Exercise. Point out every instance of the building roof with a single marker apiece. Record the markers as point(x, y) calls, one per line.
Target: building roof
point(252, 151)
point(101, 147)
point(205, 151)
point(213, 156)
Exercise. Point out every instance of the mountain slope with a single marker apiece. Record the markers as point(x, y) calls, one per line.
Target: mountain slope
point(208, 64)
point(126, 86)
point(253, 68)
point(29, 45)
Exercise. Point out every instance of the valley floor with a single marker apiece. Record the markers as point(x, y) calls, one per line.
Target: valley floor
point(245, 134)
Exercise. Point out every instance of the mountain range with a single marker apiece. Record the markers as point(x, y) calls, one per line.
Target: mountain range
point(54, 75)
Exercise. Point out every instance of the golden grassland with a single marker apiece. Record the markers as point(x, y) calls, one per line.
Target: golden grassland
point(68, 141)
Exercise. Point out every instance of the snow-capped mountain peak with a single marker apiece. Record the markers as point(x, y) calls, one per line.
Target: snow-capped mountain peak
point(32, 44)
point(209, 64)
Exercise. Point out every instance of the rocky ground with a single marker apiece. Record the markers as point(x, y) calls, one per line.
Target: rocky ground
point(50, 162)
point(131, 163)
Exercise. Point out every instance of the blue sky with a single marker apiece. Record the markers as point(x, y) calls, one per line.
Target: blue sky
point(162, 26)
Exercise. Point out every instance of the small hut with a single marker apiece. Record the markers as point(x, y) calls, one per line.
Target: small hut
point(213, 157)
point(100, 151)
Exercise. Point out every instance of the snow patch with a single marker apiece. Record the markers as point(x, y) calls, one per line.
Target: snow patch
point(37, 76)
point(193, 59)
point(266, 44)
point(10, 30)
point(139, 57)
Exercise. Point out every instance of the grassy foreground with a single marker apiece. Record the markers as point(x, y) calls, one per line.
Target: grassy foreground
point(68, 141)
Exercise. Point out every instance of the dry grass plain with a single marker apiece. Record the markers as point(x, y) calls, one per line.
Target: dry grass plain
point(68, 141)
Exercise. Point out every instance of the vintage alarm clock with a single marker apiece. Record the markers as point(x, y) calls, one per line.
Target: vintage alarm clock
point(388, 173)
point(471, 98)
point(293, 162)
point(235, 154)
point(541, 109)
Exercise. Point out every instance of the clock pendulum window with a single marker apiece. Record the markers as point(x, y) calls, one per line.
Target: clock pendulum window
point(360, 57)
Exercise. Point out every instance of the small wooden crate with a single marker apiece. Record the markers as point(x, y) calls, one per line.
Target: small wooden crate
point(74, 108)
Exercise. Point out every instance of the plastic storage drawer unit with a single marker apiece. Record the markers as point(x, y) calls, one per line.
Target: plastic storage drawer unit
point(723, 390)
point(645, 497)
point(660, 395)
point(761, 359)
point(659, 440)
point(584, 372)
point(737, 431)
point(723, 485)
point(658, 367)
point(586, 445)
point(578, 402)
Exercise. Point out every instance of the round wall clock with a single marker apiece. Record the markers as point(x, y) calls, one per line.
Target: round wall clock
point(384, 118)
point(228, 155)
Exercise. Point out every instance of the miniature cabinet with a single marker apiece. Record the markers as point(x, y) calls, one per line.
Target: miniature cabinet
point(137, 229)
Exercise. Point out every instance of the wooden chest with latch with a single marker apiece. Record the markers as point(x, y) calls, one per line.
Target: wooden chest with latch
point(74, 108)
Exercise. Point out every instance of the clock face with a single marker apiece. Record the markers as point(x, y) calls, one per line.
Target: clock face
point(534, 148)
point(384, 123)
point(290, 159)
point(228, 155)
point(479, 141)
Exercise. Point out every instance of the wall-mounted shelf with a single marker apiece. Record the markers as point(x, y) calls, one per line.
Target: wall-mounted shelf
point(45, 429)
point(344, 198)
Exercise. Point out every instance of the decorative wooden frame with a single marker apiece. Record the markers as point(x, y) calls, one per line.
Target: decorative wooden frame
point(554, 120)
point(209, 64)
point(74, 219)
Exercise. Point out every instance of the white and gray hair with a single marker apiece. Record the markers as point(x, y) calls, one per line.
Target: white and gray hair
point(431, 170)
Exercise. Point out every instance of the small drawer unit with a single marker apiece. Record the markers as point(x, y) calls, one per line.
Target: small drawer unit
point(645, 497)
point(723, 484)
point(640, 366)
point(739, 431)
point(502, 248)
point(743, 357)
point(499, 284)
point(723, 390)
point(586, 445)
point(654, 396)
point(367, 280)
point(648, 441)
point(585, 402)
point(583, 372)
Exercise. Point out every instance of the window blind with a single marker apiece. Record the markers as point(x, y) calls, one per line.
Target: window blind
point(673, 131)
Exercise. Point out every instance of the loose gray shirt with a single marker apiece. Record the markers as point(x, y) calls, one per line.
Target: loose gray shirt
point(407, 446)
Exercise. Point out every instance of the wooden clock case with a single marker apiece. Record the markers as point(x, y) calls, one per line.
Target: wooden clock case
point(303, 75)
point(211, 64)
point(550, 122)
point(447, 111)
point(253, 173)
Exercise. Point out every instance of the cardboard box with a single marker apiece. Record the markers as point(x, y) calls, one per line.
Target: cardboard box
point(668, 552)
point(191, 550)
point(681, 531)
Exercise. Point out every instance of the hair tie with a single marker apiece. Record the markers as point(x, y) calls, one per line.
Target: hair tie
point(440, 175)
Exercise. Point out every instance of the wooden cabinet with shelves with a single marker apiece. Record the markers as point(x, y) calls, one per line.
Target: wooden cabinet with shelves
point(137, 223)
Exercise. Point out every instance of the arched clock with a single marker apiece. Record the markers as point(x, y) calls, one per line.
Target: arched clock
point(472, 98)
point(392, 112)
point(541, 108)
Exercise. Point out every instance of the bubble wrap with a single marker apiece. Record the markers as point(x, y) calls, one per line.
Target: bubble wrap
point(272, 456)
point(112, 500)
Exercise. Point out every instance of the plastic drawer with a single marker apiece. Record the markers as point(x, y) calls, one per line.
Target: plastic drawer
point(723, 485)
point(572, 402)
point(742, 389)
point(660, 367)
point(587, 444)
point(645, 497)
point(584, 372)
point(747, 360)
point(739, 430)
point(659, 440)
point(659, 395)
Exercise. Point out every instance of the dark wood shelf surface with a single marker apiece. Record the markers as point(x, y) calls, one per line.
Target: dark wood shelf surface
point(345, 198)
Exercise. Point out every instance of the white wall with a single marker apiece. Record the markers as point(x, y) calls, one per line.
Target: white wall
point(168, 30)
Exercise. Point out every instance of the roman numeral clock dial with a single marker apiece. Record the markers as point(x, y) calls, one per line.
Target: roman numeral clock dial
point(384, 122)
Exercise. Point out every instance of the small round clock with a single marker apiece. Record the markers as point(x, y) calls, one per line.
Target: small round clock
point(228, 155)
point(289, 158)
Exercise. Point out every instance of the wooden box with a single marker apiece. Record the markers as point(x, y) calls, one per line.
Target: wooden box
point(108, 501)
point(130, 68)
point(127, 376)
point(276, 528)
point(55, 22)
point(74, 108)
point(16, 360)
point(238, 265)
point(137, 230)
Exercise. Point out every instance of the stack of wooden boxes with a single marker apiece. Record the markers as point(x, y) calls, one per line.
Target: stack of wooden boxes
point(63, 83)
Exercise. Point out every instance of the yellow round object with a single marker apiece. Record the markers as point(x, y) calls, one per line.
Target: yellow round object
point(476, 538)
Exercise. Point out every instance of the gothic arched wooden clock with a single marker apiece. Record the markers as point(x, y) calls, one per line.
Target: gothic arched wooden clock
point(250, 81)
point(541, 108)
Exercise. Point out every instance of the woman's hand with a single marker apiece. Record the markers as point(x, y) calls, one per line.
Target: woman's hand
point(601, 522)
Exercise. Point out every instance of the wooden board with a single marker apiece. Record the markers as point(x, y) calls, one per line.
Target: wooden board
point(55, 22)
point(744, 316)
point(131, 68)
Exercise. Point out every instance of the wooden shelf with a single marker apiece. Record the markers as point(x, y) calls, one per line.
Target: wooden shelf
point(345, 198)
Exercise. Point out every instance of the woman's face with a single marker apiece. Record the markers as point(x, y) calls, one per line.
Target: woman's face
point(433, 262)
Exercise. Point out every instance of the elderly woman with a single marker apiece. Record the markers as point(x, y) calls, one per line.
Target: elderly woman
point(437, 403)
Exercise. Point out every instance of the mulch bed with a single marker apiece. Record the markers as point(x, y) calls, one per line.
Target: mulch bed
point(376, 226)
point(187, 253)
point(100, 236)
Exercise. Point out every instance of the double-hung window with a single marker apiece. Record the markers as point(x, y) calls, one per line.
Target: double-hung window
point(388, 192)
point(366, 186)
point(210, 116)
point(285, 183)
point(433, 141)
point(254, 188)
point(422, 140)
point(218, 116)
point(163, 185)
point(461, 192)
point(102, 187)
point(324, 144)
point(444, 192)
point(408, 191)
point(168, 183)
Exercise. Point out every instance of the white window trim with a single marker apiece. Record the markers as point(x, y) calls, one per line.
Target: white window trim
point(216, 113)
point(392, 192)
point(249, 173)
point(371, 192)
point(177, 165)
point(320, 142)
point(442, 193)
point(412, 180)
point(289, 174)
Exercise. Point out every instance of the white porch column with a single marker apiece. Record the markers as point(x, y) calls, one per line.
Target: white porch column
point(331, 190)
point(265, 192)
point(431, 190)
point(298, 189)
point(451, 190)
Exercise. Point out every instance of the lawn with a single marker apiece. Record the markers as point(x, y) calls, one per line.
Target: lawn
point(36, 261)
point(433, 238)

◇ ◇ ◇

§ **Task to complete**: Please lay out the rows from the start through the line containing "point(139, 57)", inclusive, as a two-column CSV headed input and output. Give one line per row, with the row's text under input and its answer under output, each as a single quoted field with line breaks replaced by spaces.

§ **Solved exercise**:
input,output
"Exercise. Point out every instance of the building roof with a single marker apiece. Record the markers as point(x, y) calls, one per line. Target: building roof","point(252, 151) point(101, 147) point(205, 151) point(213, 156)"
"Exercise. Point out every instance of the mountain slope with a single marker apiece. Record the markers as point(x, y) calls, one per line. Target: mountain slope","point(208, 64) point(126, 86) point(253, 68) point(29, 45)"
"Exercise. Point out every instance of the valley floor with a single marker apiece. Record the markers as point(x, y) calls, one per line. Target: valley floor","point(245, 134)"
"Exercise. Point out every instance of the mountain range with a single marker apiece. Record the markers as point(x, y) calls, one per line. Target: mountain range","point(54, 75)"
"Exercise. Point out every instance of the golden grassland with a single marker apiece. Record the markers as point(x, y) calls, one per line. Target: golden grassland","point(68, 141)"
"Exercise. Point out every instance of the snow-capped mountain peak with a single marker apiece. Record the markers as point(x, y) calls, one per line. Target: snow-capped mountain peak","point(32, 44) point(209, 64)"
"Exercise. Point out every instance of the rocky ground with a single marker apiece. Record the markers as point(x, y) calls, one per line. Target: rocky ground","point(50, 162) point(131, 163)"
"Exercise. Point out every instance of the blue sky with a single marker apiece. Record the markers as point(x, y) calls, one per line. Target: blue sky","point(162, 26)"
"Exercise. Point out every instance of the small hut with a single marker apiece. Record the markers as point(x, y) calls, one per line. Target: small hut","point(213, 157) point(100, 151)"
"Exercise. Point out every instance of the snow patch with a single marker apiece. Record the markers as point(x, y) calls, one per line. Target: snow patch","point(37, 76) point(193, 59) point(266, 44) point(10, 30) point(139, 57)"